Task to complete
Pull out each line of the items below that contains the string "windshield". Matching is case-sensitive.

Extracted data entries
___
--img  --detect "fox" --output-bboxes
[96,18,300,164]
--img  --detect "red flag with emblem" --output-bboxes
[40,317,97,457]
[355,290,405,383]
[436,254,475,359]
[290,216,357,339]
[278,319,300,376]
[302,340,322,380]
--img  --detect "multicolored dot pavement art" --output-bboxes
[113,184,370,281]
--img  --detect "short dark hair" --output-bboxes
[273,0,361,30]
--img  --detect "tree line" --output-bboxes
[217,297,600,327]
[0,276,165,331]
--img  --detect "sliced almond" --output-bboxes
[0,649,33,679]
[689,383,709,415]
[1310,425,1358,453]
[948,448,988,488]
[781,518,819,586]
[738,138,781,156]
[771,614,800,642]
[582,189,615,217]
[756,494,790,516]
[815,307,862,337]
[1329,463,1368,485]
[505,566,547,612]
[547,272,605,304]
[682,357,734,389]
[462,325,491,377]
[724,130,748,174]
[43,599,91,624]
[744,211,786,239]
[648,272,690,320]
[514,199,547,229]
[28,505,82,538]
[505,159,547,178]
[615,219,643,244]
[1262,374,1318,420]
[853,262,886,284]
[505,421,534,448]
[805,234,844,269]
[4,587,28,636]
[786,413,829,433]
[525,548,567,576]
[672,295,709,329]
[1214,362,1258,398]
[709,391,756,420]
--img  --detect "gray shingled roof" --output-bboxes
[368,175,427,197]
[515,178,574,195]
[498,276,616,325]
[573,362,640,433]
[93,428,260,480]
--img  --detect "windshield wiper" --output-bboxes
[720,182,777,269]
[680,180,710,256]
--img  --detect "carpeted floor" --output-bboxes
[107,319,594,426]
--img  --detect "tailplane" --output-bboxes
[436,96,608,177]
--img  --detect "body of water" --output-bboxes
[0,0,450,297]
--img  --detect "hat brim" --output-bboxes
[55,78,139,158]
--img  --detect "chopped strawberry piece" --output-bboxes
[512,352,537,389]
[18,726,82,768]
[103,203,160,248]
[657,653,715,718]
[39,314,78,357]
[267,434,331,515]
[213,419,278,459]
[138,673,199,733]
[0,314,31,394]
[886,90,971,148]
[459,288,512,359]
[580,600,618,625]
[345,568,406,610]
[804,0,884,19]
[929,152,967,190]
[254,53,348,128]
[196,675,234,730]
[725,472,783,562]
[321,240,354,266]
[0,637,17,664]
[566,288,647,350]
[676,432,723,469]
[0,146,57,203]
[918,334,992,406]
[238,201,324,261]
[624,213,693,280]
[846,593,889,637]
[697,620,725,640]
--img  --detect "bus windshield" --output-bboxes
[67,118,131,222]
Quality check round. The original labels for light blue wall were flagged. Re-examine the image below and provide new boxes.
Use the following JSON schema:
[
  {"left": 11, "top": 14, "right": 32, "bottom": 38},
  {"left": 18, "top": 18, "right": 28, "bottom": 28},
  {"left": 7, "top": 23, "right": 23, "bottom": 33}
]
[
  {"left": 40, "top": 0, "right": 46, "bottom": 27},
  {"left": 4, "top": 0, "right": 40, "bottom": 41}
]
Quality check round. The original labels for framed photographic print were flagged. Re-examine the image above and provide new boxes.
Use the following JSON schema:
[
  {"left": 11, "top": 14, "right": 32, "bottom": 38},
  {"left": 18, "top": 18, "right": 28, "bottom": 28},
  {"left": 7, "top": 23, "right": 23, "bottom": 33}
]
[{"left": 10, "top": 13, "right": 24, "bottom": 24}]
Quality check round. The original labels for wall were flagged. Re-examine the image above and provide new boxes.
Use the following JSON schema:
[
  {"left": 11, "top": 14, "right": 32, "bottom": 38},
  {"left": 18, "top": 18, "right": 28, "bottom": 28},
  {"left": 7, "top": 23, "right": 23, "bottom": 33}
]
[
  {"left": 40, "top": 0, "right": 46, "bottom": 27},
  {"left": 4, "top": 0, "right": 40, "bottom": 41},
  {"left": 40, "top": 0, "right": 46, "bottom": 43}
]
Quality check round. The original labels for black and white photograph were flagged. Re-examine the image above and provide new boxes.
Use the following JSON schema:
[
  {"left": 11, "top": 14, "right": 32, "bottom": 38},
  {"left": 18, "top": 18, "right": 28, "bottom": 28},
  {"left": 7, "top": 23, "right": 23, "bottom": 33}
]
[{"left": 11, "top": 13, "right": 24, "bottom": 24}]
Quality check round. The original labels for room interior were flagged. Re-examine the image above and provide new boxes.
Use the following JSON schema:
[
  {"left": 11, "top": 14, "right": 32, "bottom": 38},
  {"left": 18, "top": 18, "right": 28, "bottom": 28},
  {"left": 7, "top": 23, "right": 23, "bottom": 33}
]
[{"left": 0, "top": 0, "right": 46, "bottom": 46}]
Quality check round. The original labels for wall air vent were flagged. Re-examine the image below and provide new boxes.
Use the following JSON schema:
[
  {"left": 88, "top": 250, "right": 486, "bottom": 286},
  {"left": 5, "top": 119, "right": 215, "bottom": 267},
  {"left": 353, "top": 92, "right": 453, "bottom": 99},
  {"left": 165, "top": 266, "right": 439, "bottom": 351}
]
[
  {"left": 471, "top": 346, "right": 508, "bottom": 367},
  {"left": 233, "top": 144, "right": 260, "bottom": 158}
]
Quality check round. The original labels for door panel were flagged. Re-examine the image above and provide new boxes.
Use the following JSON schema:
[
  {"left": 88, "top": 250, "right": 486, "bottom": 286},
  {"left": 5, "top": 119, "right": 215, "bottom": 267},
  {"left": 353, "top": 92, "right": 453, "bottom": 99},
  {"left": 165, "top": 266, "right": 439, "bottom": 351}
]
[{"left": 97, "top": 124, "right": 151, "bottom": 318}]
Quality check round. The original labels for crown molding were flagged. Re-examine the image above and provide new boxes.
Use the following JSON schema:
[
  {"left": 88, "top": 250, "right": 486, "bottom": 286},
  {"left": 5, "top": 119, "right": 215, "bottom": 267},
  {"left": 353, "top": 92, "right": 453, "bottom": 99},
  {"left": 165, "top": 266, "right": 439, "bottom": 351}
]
___
Task response
--img  --detect "windshield wiper" --output-bboxes
--img  --detect "bus windshield" --output-bboxes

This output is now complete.